Work instructions
**A.** List every person named in the news article about Labor's candidate for Cunningham.
**B.** Extend the news article about Labor's candidate for Cunningham, picking up after its last sentence.

Labor have confirmed long-time staffer Alison Byrnes will run in the very safe red seat of Cunningham which has been held by the ALP since 2004.

Media ‘absolutely convinced’ Labor will win election

Long-time Labor staffer Alison Byrnes has been unveiled as the party’s candidate in Cunningham, the seat vacated by the retirement of her boss Sharon Bird.

Ms Byrnes, the wife of popular state Wollongong MP Paul Scully, automatically becomes the hot favourite to win the seat which Ms Bird has held since 2004, and with a 13.4 per cent margin since the 2019 federal election.

Labor has claimed Cunningham, a seat which runs from Helensburgh in the north to Port Kembla in the south, on all but one occasion.

Sharon Bird has been the Member for Cunningham since 2004. Picture: Dylan Arvela
Sharon Bird has been the Member for Cunningham since 2004. Picture: Dylan Arvela

However, Ms Brynes said that she wouldn‘t be second-guessing voters.

“I won’t be taking anything for granted,” she said at her candidacy announcement in Woonona on Friday where she was flanked by Ms Bird and Whitlam MP Stephen Brown.

“I will be working hard over the coming months to earn the trust of the local people.

“Sharon has been a mentor of mine and a very good friend and I’m quietly concerned about taking over and a little bit emotional as well, but I am confident I can continue delivering on the work Sharon has been doing over the last 18 years.

When quizzed about what role Mr Scully may play in her campaign, Ms Byrnes said they try not to mix their work and home life before laughing off the suggestion becoming a member of the federal parliament would have a dramatic effect on their relationship.

“Paul and I share very similar values, but we have always maintained very separate careers,” she said.

“He is obviously supportive of me, as I am of him, but we have had very separate careers.

“As a staff member already I already travel to Canberra for 20 weeks of the year for most of my adult life so I don’t think there will be too much of a change there.”

Ms Byrnes had to overcome the surprise, and short-lived, campaign of Misha Zelinsky, the national assistant secretary of the Australian Workers’ Union, to earn the Labor preselection.

The senior union figure is seen by some in the ALP as a rising star, but a 2012 ebook co-authored by Mr Zelinsky, which was “degrading to women”, has seen the 37-year-old marginalised by many senior Labor members, especially in the NSW Right faction.

Data section

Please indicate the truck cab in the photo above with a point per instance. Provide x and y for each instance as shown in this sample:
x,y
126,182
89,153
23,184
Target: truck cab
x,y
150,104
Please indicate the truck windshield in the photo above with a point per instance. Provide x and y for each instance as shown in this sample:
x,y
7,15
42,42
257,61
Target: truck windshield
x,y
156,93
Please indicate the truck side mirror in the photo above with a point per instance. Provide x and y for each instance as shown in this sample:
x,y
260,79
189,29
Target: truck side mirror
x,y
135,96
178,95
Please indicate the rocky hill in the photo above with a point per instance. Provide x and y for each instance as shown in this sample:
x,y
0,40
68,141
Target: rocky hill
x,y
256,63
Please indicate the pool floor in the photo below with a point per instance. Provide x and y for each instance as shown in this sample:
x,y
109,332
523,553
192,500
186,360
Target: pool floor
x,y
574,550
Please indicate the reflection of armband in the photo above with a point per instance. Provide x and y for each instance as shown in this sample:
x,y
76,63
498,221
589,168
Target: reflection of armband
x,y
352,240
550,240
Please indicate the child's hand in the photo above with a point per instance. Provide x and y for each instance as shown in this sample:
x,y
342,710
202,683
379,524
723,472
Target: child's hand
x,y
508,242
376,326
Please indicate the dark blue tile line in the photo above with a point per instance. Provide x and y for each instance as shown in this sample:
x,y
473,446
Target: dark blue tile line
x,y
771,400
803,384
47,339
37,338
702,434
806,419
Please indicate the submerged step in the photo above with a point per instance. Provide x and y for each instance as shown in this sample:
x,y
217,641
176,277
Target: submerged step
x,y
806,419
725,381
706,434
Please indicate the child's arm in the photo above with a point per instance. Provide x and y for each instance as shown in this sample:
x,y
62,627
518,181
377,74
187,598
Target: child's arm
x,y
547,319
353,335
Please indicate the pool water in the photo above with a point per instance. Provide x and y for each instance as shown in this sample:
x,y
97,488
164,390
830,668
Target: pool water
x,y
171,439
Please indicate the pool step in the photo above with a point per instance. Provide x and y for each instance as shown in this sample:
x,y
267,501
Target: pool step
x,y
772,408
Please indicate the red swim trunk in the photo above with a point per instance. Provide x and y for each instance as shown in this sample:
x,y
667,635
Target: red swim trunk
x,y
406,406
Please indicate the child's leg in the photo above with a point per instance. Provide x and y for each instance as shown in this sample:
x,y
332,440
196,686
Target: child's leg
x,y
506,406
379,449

Responses to the exercise
**A.**
Alison Byrnes
Sharon Bird
Paul Scully
Dylan Arvela
Stephen Brown
Misha Zelinsky

**B.**
“Everyone has an opportunity to put their name forward and it’s up to the local rank-and-file members to make a choice,” Ms Brynes said.

“I am really pleased we got a rank-and-file preselection down here and it was an opportunity for branch members to engage and talk to all the candidates.”

Ms Byrnes outlined her priorities were to improve government service delivery and grow jobs and investment opportunities in the region by taking action on reducing emissions.

“Every day I deal with people who are struggling to access the services they need when they need them most,” she said.

“The simple fact is that we can and should be doing better. And an Albanese Labor Government will work to make sure everyone has access to the services they need.

“The things we have in the Illawarra - a strong industrial base, a skilled workforce, a university and TAFE, and a deep water port - these are all the attributes

that are needed to grow jobs and industry in the area, to help the rest of the country reduce its emissions.”

Green by name, Green by nature

The Coalition are yet to announce a candidate for Cunningham, a seat bookmakers Sportsbet have Labor winning at $1.01 odds.

However, there are already four long-shot challengers to Ms Byrne in Michael Glover (Liberal Democratic Party), Benjamin Britton (United Australia Party), Alexis Garnaut-Miller (Citizens Party) and Dylan Green who announced he was running for the Greens at the University of Wollongong on Wednesday.

The only time Cunningham wasn’t held by Labor was the 2002 by-election when Michael Organ, a Green, beat Ms Bird by 4.46 per cent.

Mr Green, alongside Greens candidate for Whitlam and NSW senator Mehreen Faruqi, chose UOW as the venue to call for free education for all students from kindergarten to TAFE and university.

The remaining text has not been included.